Quantifying risk of cognitive dysfunction among people in drug treatment programs
Michael Copenhaver and Roman Shrestha from the College of Agriculture, Health and Natural Resources have developed an improved measure for cognitive dysfunction risk for opioid-dependent patients in drug treatment programs.
Shrestha and Copenhaver, who are both researchers in the Department of Allied Health Sciences, have been studying drug treatment interventions and HIV prevention among people who use drugs for years. While conducting their studies, they realized as many as 60% of participants were suffering from cognitive dysfunction, or deficits in things like attention and short-term memory. This meant many participants did not gain the full benefit of the interventions the researchers were testing, because they could not process information and instructions in the same way as someone without cognitive dysfunction.
There were several existing assessment instruments that measure cognitive dysfunction, but they are too long and complex for the fast-paced nature of community drug treatment programs where staff have limited time to sit down with patients.

══════════

Instructions →
1. In the cognitive dysfunction article, what share of study participants did the researchers find were suffering from cognitive dysfunction?
2. Write the next part of the cognitive dysfunction article, picking up after its final sentence.

(Source data)

══════════

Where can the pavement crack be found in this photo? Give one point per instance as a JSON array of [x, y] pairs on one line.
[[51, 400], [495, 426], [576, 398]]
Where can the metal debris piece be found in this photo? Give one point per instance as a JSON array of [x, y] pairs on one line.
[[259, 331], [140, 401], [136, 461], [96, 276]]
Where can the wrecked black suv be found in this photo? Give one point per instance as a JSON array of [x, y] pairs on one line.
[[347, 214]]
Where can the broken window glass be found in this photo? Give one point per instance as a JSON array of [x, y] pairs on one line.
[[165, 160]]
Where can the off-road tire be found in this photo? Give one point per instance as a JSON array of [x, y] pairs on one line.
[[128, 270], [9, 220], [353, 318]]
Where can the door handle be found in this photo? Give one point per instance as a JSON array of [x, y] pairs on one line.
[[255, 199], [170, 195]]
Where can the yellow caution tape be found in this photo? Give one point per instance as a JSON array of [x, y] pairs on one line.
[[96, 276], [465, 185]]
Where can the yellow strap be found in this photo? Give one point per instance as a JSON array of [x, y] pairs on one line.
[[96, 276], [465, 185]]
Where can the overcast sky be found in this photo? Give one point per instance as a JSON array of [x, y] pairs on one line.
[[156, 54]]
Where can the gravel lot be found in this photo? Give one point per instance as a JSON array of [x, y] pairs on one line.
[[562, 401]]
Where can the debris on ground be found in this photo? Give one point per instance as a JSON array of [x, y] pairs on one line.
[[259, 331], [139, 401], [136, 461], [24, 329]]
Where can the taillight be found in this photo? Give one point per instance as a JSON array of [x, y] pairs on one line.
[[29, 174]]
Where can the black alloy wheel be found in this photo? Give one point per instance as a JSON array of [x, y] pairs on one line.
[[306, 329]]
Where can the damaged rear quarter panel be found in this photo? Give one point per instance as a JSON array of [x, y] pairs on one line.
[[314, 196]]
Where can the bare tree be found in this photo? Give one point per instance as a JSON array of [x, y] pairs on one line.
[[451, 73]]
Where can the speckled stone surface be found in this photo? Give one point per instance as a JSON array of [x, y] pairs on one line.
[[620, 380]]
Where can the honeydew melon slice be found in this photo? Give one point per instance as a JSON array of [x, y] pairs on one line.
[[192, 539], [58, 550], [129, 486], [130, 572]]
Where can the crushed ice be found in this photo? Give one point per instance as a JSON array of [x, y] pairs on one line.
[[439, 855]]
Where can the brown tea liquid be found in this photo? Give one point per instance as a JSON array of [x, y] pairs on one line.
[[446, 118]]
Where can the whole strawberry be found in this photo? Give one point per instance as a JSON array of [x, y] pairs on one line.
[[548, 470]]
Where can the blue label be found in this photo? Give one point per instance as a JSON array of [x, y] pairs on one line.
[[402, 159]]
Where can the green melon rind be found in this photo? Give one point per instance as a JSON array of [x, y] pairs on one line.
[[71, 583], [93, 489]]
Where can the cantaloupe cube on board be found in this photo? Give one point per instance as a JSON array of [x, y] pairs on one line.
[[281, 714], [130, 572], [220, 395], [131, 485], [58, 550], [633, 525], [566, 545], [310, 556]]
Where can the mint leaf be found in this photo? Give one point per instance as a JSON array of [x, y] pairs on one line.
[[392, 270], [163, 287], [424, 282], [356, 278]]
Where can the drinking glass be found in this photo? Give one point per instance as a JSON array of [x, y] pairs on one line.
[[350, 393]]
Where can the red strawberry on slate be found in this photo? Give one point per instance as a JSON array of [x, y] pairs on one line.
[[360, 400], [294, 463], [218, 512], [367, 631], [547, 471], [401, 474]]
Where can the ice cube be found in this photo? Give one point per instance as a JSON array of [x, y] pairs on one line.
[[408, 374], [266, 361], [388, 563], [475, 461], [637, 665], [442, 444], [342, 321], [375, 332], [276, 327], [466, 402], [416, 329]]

══════════

Answers in order →
1. As many as 60%.

2.
Copenhaver and Shrestha worked with John Gunstad, a neuropsychologist at Kent State University, to develop a simple, effective assessment tool to determine risk factors for cognitive dysfunction among opioid-dependent persons in drug treatment programs. They determined which measures from two longer inventories were most highly correlated with the outcomes of the full assessment. They recently published their findings in Drug and Alcohol Dependence.
"This is a predictor of a more comprehensive battery," Copenhaver says. "Because we can't administer hours and hours of testing."
The research team looked at two standard assessments for cognitive impairment, the Brief Inventory of Neuro-Cognitive Impairment (BINI) and the NIH Toolbox, which is regarded as the gold-standard of cognitive dysfunction assessments, to identify which risk factors to include on their own tool.
They identified four risk factors that were the most statistically significant: patients who count with their fingers, forget the names of common things, drop things frequently, and those who indicate parts of their bodies feel numb.
The data-driven assessment tool combines cognitive measures with patient demographics and health history to produce an overall risk score. This approach has also been successfully used with other patient populations, including people with diabetes and heart disease.
"Using already-available information from medical charts gives a better picture of the patient," Shrestha says.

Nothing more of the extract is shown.